[[ Exercise data, beginning ]]

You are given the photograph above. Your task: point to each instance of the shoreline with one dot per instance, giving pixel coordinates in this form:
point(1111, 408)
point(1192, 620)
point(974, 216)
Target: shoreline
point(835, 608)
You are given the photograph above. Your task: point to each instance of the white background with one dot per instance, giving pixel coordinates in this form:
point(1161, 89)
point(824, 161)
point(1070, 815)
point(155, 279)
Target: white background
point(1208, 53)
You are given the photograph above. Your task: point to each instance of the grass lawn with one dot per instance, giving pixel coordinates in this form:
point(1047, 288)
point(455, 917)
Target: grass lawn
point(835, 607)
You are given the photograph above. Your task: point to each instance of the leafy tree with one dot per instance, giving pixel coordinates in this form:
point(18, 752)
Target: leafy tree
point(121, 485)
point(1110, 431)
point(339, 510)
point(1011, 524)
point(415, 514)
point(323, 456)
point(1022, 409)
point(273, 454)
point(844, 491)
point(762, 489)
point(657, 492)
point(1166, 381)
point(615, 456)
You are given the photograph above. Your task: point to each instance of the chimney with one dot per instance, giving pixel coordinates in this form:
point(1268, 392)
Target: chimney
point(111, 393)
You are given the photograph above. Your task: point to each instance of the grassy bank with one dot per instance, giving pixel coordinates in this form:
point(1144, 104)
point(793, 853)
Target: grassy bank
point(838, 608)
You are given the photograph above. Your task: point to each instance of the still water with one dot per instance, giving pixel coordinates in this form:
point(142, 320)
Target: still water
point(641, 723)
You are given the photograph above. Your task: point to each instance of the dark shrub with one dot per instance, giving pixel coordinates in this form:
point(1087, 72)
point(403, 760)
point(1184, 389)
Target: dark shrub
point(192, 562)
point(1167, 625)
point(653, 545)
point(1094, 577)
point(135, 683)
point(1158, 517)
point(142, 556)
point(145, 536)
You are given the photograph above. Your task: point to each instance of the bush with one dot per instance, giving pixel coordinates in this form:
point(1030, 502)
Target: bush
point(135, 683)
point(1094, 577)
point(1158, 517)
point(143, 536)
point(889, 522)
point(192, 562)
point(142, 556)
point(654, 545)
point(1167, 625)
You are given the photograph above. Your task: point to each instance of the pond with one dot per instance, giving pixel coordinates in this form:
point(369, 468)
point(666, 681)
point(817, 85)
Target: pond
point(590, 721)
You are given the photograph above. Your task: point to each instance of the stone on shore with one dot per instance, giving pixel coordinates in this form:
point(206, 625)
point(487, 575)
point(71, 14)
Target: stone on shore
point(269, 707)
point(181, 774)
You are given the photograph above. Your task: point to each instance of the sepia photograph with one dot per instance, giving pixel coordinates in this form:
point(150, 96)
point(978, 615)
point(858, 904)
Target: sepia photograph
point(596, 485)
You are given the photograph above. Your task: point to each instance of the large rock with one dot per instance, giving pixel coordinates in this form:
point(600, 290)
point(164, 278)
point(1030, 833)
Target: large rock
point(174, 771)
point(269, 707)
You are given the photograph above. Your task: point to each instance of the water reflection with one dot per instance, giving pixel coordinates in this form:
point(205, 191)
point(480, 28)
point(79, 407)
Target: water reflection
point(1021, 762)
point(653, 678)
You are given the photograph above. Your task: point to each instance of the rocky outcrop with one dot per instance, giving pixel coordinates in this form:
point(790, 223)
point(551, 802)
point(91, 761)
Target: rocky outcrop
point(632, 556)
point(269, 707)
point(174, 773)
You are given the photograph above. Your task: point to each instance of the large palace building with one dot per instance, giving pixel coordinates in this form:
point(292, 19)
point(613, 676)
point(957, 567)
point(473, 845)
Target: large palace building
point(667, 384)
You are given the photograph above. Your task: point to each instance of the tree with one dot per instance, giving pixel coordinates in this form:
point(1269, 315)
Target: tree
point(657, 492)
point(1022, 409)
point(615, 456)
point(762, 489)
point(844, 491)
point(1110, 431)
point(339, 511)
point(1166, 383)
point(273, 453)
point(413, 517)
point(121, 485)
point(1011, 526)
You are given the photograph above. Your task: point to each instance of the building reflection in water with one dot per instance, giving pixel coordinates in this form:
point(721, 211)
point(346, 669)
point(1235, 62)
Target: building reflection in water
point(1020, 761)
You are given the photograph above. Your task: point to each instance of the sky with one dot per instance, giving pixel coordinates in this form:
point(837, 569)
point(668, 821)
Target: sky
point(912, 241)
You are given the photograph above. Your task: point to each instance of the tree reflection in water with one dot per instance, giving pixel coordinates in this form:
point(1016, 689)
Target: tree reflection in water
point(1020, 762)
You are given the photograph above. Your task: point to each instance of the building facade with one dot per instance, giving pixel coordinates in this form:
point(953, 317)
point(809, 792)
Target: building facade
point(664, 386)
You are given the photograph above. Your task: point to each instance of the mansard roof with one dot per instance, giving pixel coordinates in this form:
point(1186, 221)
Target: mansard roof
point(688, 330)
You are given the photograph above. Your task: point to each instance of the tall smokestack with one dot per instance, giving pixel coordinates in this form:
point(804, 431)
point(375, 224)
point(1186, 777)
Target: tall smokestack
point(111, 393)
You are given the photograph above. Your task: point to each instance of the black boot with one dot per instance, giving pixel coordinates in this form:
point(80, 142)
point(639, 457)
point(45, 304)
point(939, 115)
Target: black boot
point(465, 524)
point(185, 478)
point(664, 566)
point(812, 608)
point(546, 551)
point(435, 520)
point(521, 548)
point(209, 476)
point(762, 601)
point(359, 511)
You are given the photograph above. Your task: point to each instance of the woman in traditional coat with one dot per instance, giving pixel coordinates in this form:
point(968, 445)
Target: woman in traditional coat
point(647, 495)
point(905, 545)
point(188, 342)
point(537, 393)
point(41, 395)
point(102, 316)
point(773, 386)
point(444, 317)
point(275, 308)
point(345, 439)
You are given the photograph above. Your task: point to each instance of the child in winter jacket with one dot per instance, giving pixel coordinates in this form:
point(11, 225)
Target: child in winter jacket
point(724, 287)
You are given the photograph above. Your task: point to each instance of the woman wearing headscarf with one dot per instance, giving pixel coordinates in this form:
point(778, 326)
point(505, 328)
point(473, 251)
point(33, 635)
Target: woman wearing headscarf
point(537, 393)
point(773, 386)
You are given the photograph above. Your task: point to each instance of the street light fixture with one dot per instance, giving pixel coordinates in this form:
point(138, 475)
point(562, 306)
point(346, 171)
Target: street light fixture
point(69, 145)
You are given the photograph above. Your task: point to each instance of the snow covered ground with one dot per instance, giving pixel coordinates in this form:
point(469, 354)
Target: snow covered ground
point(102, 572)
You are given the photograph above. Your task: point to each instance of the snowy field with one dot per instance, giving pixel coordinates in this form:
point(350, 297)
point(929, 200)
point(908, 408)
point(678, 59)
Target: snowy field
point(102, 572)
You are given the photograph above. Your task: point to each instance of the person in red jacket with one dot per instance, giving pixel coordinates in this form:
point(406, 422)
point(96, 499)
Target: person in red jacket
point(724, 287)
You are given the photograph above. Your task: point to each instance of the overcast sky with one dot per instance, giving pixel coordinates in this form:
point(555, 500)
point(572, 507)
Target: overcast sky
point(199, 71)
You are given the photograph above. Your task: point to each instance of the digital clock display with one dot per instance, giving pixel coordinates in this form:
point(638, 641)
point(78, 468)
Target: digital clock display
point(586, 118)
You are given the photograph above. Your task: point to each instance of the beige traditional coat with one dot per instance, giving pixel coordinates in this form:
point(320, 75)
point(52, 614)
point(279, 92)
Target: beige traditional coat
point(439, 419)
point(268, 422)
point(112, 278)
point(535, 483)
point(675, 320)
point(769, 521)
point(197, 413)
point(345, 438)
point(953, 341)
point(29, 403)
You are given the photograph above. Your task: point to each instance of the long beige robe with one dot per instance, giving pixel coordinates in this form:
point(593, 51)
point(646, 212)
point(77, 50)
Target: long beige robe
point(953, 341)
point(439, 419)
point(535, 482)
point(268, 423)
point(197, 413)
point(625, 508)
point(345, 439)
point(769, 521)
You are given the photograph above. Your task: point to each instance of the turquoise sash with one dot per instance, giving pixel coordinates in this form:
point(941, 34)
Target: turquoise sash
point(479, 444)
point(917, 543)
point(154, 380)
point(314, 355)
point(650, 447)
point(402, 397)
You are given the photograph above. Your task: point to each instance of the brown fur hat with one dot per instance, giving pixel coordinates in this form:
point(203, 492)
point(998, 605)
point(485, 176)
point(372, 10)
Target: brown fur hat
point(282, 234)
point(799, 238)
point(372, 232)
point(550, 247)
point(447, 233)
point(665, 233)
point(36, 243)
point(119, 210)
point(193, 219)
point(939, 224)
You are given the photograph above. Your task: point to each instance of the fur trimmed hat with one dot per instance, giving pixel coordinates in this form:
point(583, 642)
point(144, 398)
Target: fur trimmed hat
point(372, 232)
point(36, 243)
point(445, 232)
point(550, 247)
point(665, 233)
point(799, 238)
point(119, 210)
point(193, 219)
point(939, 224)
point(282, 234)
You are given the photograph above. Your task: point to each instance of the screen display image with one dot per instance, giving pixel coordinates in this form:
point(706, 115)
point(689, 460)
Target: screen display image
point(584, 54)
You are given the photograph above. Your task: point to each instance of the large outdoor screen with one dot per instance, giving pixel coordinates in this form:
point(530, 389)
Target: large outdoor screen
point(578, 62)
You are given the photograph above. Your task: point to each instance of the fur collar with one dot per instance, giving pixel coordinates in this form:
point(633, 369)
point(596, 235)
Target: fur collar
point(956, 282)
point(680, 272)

[[ Exercise data, end ]]

**Instructions to follow**: Output the lines above between the one holding "Target: tree reflection in water" and the one holding "point(809, 792)", inclusive, with nothing before or after them.

**Response**:
Target: tree reflection in water
point(1020, 762)
You are given the photograph above. Your task: point to each instance of the building facade with one dot per instance, giving pixel coordinates in this form:
point(953, 317)
point(809, 792)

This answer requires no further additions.